#### Text segment:
╔══
GRSMA: What led you to a career in music? Where did you grow up, and were you part of a musical family?


Ellen Sherman: I grew up in Boston, a great place for all its cultural offerings it could provide for an aspiring musician. My mom was a pianist who also went to Juilliard, and both my parents were always supportive of my music. I was so fortunate to spend many summers at music camp in Maine and to play in the Greater Boston Youth Symphony Orchestra for five years. My musical career started at age five with the piano. In fourth grade I began flute lessons and started the oboe the following year since my music teacher needed an oboist to fill the vacancy left by a graduating student in our band. I played both flute and oboe for nine years until Ralph Gomberg, the Principal Oboe with the Boston Symphony Orchestra, told me I had to give up the flute in order to remain his pupil.


George Goad: I’m grateful for a wonderful support system growing up that encouraged me to try my hand at many things. I was part of a family that enjoyed music and supported me taking lessons and participating in extracurricular music activities. I grew up in Rockford, Michigan, and was in their band program, which has only continued to rise in its position as one of the best in the state and in the Midwest. What ultimately led me to a career was a love for the trumpet and seeing that the way of a musician may suit me, which meant practicing, pushing the envelope, searching for new inspiration, and lifelong learning. I was fourteen years old when I began to pursue music with fervor. 


GRSMA: Previous to the GRS, you had orchestra jobs outside of the US. Were there any challenges in working internationally?


GEORGE: For me it was an enriching experience to be international. I was in Montréal, Quebec, which has a very European feel to it. There was a bit of a cultural barrier there, but it was fun to interact with all the people in Montréal. It is a very international place, and I would recommend visiting there if you ever get the chance!


ELLEN: My first international job was in Santiago, Chile. The orchestra sent representatives to various cities to audition for Principal Oboe (including New York City, where I was studying at Juilliard), and I was shocked when I won the position. The job proved to be amazing in every way, and the same can be said for my job with the New Zealand Symphony Orchestra. I love to travel and experience different cultures, so how fortunate that I had these opportunities. Both countries are incredibly beautiful, and both had wonderful orchestras which enriched my world and where I developed friendships for life. Oh, come to think of it, trying to drive on the left side of the road was a bit of a challenge!


GRSMA: Do you recall when you decided to make music your profession? Who are among your musical mentors and heroes?


ELLEN: I don’t remember thinking about it, as music was always what I wanted to do and making music was where I was the happiest. I consider all of my mentors heros in my life, as I learned so much from them all: Valerie Edwards, Fred Cohen, Larry Thorstenberg, Ronald Roseman, and Lois Wann. I still seek out lessons from oboists I admire, as there is always more to learn. Alex Klein is my “go to” when it comes to listening to the modern oboe, and he is always a source of inspiration for me. I began learning the Baroque oboe several years ago, as I also perform in the summer with the Carmel Bach Festival in California. Gonzalo Ruiz, one of the greatest Baroque oboists, joined the festival and has mentored me in Carmel and at the Oberlin Baroque Performance Institute. Also, I’ll always remember working with Leonard Bernstein, Sergiu Celibidache, and Martha Argerich.
╚══
#### Given data:
╔══
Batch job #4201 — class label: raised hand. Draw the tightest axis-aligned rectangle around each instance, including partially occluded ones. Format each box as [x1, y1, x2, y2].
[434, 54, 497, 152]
╚══
#### What is needed:
Continue the interview with Ellen Sherman and George Goad from its final line, keeping it separate from the material.

#### Output of the exercise:
GEORGE: It was a gradual solidification that “yes, this is what I will pursue professionally”. I believe it was in 10th grade that people would have been noticing that I am prioritizing this more than most students prioritized any pursuit at that age. My mentors are very many, and they are heroes as well: Cullen McCarthy, Aaron Good, Greg Good, Brian Phillips, John Varineau, David Bilger, Barbara Butler, Charles Geyer, Marie Speziale, and Tom Siders. There are many more who’ve impacted me even through a short conversation. 


GRSMA: Tell us about your most memorable moments from GRS concerts.


GEORGE: A standout moment for me from this season of GRS concerts was the “Sights and Sounds of Scotland” program. Mendelssohn’s 3rd Symphony, “Scottish”, was very impactful when we played it. GRS Music Director Marcelo Lehninger was a magnificent guide through that piece, and the energy from the GRS was inspiring.  


ELLEN: There are so many, but our Carnegie Hall performances stand out. Also, Benjamin Britten’s “War Requiem”, the Stephen Paulus “Oratorio, To Be Certain of the Dawn” (inspired by the Holocaust), and the John Adams “Chamber Symphony” are all memorable. Working with GRS Music Director Marcelo Lehninger is always a joy, and I was honored to perform the Marcello oboe concerto with him. 


GRSMA: If you weren't an orchestral musician, what career path would you have taken?


ELLEN: I’ve never thought about a career in anything other than music, and I am lucky that it became a reality. Sometimes now I think about working for a non-profit organization such as The Innocence Project, where so much good can be done for those that would otherwise be forgotten. 


GEORGE: I’d like to think I have the stuff to be a professional triathlete, if I had set my sights on it earlier and started swimming seriously at a much younger age! At the moment I’m really not sure. I enjoy coaching though, so maybe something in that vein, such as being a personal trainer.


GRSMA: What are your favorite places in Grand Rapids?


GEORGE: I really like the beach at Grand Haven, St. Cecilia Music Center, New City Fellowship Church, and Townsend Park.


ELLEN: My husband Phil and I are members of Meijer Gardens and love going often and in every season! Growing up near Cape Cod, Massachusetts, I love to be near and in the water. So, living near the lakeshore today is such a gift!


GRSMA: Do you have a favorite composer or orchestral piece?


ELLEN: Having played at Emmanuel Church in Boston where every weekend they offer a Bach cantata, followed by my years in Carmel, my love for the music of J.S. Bach has only grown. I’m thrilled that the GRS now has its own Bach Festival so we can share it with each other and our audience.


GEORGE: If I could listen to only one composer for the rest of my life, it would be Beethoven. However, if I could play the music of only one composer the rest of my life, it would be Mahler. 


GRSMA: What are your hobbies or interests?


GEORGE: In addition to our symphony repertoire, I am always looking to play recitals and love working on solo pieces. Outside of music, I’ve been a lifelong runner and began competing in triathlons over the last few years. I also coach track and cross country. 


ELLEN: Gardening has become a real joy since moving to Michigan. Having grown up in an apartment in the city, gardening was not part of my orbit. Thanks to having lived in New Zealand and spending summers in Carmel, I certainly enjoyed the beauty and peace that a garden can provide. I love to swim, cook, read, film, and spend time with my husband and friends!


GRSMA: What would you say is the most rewarding part of being in the Grand Rapids Symphony?


ELLEN: Being a part of an organization which is dedicated to bringing excellence and education in classical music to people in our community.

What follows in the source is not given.